Extracted information: Begin
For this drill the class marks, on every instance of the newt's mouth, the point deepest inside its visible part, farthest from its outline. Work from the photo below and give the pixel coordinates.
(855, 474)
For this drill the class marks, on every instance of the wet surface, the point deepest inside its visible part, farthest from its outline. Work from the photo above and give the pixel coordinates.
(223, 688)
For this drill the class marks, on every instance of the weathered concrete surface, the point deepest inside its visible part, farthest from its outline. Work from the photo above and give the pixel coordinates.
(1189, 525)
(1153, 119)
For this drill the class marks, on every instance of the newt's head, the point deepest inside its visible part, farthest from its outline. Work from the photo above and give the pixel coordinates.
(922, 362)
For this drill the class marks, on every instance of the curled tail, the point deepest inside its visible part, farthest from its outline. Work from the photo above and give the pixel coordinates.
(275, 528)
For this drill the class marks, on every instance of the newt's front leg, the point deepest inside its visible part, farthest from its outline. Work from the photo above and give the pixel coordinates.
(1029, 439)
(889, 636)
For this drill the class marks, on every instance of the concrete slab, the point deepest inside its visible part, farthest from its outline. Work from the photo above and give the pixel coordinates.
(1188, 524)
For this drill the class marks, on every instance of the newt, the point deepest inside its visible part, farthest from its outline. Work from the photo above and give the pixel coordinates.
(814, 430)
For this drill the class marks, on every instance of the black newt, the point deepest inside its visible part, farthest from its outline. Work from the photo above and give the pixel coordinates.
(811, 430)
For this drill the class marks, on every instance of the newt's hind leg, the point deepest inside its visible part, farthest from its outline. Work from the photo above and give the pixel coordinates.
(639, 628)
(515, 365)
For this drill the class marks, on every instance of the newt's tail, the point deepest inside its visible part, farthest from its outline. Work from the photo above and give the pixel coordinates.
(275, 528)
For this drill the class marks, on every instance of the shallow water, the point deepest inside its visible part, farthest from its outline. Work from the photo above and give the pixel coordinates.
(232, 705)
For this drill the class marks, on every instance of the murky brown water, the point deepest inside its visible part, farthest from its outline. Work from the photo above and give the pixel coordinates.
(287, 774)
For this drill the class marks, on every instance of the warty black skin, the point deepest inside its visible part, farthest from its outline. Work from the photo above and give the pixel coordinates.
Extracted information: End
Extracted information: Begin
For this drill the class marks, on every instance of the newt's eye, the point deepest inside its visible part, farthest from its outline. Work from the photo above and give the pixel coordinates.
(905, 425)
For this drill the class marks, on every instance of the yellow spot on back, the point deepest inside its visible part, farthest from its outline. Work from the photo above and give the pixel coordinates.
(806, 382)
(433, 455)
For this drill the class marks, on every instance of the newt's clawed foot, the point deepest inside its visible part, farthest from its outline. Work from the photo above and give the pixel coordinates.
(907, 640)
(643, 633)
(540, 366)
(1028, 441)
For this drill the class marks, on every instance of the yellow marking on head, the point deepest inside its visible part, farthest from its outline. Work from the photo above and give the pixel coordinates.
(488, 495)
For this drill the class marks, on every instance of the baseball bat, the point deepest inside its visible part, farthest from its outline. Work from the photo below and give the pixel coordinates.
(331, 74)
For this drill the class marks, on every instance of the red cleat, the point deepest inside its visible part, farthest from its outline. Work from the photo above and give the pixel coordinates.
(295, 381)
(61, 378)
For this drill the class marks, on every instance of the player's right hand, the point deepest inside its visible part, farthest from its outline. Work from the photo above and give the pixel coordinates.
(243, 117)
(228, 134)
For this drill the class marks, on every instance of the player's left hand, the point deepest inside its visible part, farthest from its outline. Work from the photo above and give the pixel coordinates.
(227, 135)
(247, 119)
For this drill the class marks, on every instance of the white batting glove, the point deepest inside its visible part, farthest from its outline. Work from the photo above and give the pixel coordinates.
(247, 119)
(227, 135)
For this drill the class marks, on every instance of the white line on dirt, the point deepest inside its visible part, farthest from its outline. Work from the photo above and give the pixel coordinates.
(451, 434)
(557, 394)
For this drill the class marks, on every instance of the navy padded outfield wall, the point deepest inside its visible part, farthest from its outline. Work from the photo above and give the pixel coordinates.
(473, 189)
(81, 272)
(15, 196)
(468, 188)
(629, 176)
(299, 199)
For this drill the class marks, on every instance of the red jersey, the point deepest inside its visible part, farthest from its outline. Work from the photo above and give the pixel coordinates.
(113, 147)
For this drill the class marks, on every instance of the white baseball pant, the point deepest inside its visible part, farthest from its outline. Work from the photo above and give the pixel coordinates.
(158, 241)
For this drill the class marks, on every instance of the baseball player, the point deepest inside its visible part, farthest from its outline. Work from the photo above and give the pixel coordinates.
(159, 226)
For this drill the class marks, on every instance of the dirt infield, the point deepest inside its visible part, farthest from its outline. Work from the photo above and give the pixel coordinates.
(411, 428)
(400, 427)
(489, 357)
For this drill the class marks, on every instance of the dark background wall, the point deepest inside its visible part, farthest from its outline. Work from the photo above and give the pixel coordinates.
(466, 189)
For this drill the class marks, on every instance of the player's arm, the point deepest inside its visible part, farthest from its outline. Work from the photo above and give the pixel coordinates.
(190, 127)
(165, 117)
Extracted information: End
Extracted information: Begin
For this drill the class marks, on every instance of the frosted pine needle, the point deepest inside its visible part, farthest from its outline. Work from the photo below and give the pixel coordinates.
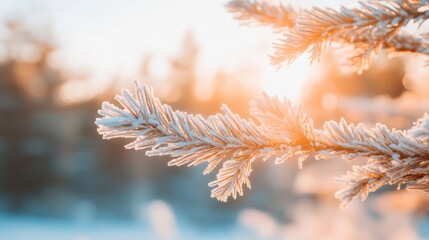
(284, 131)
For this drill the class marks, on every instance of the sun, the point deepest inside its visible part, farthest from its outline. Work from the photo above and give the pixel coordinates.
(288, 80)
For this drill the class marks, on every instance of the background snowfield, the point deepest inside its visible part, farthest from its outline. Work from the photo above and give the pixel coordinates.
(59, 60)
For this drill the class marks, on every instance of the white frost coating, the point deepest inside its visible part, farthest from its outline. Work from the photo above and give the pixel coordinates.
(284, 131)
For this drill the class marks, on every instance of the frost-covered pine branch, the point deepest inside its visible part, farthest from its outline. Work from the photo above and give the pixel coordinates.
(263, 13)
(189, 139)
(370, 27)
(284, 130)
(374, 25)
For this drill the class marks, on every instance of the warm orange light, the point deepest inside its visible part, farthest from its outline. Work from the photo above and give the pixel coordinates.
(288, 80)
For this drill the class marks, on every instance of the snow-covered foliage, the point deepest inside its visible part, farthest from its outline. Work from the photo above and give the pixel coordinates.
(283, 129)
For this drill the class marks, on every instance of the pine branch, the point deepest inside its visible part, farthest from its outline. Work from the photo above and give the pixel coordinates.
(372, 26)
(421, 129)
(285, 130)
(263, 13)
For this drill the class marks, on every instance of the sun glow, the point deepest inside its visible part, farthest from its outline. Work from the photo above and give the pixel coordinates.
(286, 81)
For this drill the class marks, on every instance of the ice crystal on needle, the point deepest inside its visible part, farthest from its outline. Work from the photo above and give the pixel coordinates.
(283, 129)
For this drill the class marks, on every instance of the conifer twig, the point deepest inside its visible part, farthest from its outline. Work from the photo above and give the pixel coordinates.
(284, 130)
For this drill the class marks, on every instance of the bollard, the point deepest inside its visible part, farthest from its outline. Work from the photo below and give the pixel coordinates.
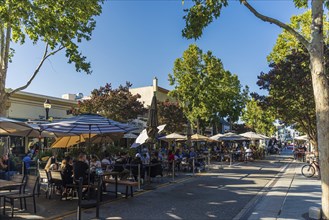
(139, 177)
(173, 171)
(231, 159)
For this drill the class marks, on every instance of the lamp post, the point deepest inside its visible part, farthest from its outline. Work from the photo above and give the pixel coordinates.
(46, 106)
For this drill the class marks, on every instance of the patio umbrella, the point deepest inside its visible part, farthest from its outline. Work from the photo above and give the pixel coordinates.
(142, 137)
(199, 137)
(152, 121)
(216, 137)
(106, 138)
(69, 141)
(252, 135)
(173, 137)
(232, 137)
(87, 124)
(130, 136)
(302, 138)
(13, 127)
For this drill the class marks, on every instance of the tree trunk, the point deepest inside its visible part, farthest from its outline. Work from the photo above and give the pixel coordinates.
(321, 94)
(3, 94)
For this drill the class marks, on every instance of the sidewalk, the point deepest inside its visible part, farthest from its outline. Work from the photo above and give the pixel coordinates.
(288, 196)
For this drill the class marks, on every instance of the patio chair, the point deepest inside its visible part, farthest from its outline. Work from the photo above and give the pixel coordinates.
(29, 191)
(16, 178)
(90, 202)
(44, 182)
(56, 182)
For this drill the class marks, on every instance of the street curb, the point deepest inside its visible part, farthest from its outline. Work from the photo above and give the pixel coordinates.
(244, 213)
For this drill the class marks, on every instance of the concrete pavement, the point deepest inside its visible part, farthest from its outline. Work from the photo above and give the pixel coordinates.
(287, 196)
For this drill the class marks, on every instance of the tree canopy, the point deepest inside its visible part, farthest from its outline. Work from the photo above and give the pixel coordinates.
Extracted information: End
### Task goal
Copy range, inclusive: the line holding "newt's tail, the" to the line holding "of the warty". Reproduce exactly those lines of the records above and no others.

### Task result
For this drill the class marks, on every instance of the newt's tail, the point deepest inside its visible part, farthest from its outline. Work from the photo above and give the pixel coordinates.
(275, 528)
For this drill the class marks, on every instance of the shallow water, the point deepest inside its visible part, farthest from its outline. Work from the photo above and give the pixel coordinates.
(232, 705)
For this drill the class marks, on every instance of the murky brown water, the point deepest inside its visible part, farthest from its outline. Work from the photo above and give the pixel coordinates.
(287, 774)
For this drill the class marks, on every instance of the warty black skin, the point deepest inside its visible part, farthest from its outline. Work from the photo above and give the pixel coordinates.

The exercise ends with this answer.